### Action item
An exact, picture-free copy of the listing is required.

▼

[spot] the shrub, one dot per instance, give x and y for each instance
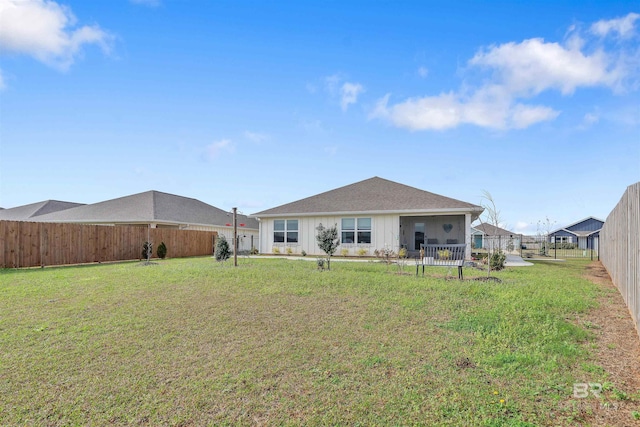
(497, 260)
(444, 254)
(162, 250)
(147, 250)
(222, 252)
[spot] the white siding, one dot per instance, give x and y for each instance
(384, 232)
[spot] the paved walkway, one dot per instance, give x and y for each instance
(512, 260)
(516, 261)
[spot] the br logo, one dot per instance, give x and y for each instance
(582, 390)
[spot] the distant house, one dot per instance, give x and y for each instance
(487, 236)
(159, 210)
(372, 214)
(584, 234)
(33, 210)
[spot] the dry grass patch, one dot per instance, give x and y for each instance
(195, 342)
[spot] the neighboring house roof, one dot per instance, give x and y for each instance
(27, 212)
(492, 230)
(373, 195)
(149, 207)
(578, 229)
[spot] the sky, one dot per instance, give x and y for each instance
(253, 104)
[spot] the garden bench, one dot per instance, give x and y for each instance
(441, 255)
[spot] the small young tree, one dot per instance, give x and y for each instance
(495, 256)
(544, 231)
(147, 250)
(162, 250)
(328, 241)
(222, 252)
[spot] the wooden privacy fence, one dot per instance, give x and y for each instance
(620, 249)
(33, 244)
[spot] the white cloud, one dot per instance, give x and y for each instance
(534, 65)
(256, 137)
(214, 150)
(520, 71)
(589, 120)
(332, 82)
(522, 116)
(349, 94)
(331, 150)
(449, 110)
(149, 3)
(624, 27)
(45, 30)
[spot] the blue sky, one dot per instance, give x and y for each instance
(254, 104)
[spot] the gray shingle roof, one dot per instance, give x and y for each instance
(27, 212)
(149, 207)
(492, 230)
(371, 195)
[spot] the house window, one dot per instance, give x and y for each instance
(285, 231)
(356, 230)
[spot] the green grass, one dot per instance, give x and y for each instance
(193, 342)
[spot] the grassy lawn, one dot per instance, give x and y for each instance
(192, 342)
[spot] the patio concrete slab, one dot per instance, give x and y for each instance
(516, 261)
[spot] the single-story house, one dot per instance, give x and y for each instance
(30, 211)
(160, 210)
(372, 214)
(487, 236)
(584, 233)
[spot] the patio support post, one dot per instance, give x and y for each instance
(235, 237)
(467, 236)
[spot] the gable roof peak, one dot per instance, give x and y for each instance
(374, 194)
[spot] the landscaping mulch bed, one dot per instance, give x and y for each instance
(617, 350)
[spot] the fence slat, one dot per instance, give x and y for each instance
(33, 244)
(620, 249)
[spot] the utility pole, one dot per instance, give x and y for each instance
(235, 237)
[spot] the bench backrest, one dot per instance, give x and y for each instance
(443, 254)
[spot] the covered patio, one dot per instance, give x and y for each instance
(434, 230)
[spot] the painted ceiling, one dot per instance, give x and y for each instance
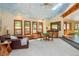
(74, 15)
(33, 10)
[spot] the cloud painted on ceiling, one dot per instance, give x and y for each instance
(30, 10)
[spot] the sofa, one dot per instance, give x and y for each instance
(16, 43)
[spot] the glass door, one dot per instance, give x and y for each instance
(40, 27)
(17, 27)
(34, 27)
(27, 27)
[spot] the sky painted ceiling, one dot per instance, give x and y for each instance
(33, 10)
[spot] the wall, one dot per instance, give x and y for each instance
(8, 22)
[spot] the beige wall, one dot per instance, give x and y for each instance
(8, 22)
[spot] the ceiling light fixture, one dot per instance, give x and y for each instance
(57, 6)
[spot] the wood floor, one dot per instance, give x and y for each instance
(57, 47)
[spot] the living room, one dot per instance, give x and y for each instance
(31, 26)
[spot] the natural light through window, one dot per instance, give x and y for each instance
(57, 6)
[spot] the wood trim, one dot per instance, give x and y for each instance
(36, 26)
(24, 28)
(18, 29)
(72, 9)
(42, 26)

▲

### Exercise answer
[spot] the shrub, one dot per instance, give x and y for each instance
(497, 260)
(444, 254)
(162, 250)
(147, 250)
(222, 252)
[spot] the white siding, one dot per instance, give x and y for each instance
(384, 232)
[spot] the paved walkway, one dot per instance, give x and y for each instance
(512, 260)
(516, 261)
[spot] the br logo, one dot per instance, give x and y for each instance
(582, 390)
[spot] the distant house, one dot per instance, give x and y for each instance
(487, 236)
(159, 210)
(372, 214)
(584, 234)
(33, 210)
[spot] the dry grass patch, one dot per instance, give x and y for each instance
(195, 342)
[spot] the neighboring house roof, one dot per instance, give x and y for each instance
(27, 212)
(492, 230)
(373, 195)
(149, 207)
(578, 229)
[spot] the sky, one dot per instance, give x and y for each instance
(253, 104)
[spot] the garden bench, one dot per instance, give x and y for each instance
(441, 255)
[spot] the small young tree, one dot per instance, give x and y for each instance
(495, 256)
(544, 231)
(147, 250)
(162, 250)
(328, 241)
(222, 252)
[spot] the wooden privacy fence, one dot per instance, give x and y for each instance
(620, 249)
(33, 244)
[spot] the white cloud, one dot per instance, give x and y for each instance
(534, 65)
(256, 137)
(214, 150)
(520, 71)
(589, 120)
(332, 82)
(522, 116)
(349, 94)
(331, 150)
(449, 110)
(149, 3)
(624, 27)
(45, 30)
[spot] the blue sky, one dot per instance, give x and y for each instance
(254, 104)
[spot] the gray shingle roof, one dot per instance, give x and y for each instance
(27, 212)
(149, 207)
(492, 230)
(371, 195)
[spot] the house window, one dot per instance, give x and y for each instance
(285, 231)
(356, 230)
[spot] the green grass, one dot per instance, give x and y for each instance
(193, 342)
[spot] the grassy lawn, one dot per instance, give x and y for each instance
(192, 342)
[spot] the patio concrete slab, one dot per instance, give x and y for each instance
(516, 261)
[spot] the single-story house, one dot per instance, give x and y for each instance
(30, 211)
(160, 210)
(372, 214)
(487, 236)
(584, 233)
[spot] the patio support post, one dot per instance, give x and y for each instance
(235, 237)
(467, 236)
[spot] the gable roof peak, one dot per instance, give x and y for each instance
(374, 194)
[spot] the landscaping mulch bed, one dot per instance, give x and y for each instance
(617, 350)
[spot] the fence slat, one dot per instance, give x and y for each instance
(33, 244)
(620, 249)
[spot] the utility pole, one dot per instance, give x and y for each instance
(235, 237)
[spot] the bench backrest, one dot per instance, give x and y for each instance
(443, 254)
[spot] the covered patio, one dot per instance, give x and y for each instance
(434, 230)
[spot] the painted ceiling, one dot per instance, give x and y for each instance
(74, 15)
(33, 10)
[spot] the cloud painted on ceiling, one dot per instance, give x and y for each instance
(30, 10)
[spot] the sofa, one dot per instance, give x and y for each instance
(16, 43)
[spot] the glass door, one dot per instance, give x and y for each instance
(40, 27)
(17, 27)
(34, 27)
(27, 27)
[spot] the sky painted ceiling, one dot per instance, give x and y for each instance
(33, 10)
[spot] the wall, one dot per instance, give x and y for each instance
(8, 22)
[spot] the beige wall, one dot per instance, give x and y for each instance
(8, 22)
[spot] the ceiling light fixture, one dot per instance, give x and y for each instance
(57, 6)
[spot] the wood floor, one dot per instance, give x and y for each instance
(57, 47)
[spot] the living room, one dot per instance, give x and y for each instance
(31, 26)
[spot] the natural light through window, one dot per instance, give x and y for each instance
(57, 6)
[spot] the wood trim, one dot per instance, give x and y for each instance
(36, 26)
(24, 28)
(18, 29)
(72, 9)
(42, 26)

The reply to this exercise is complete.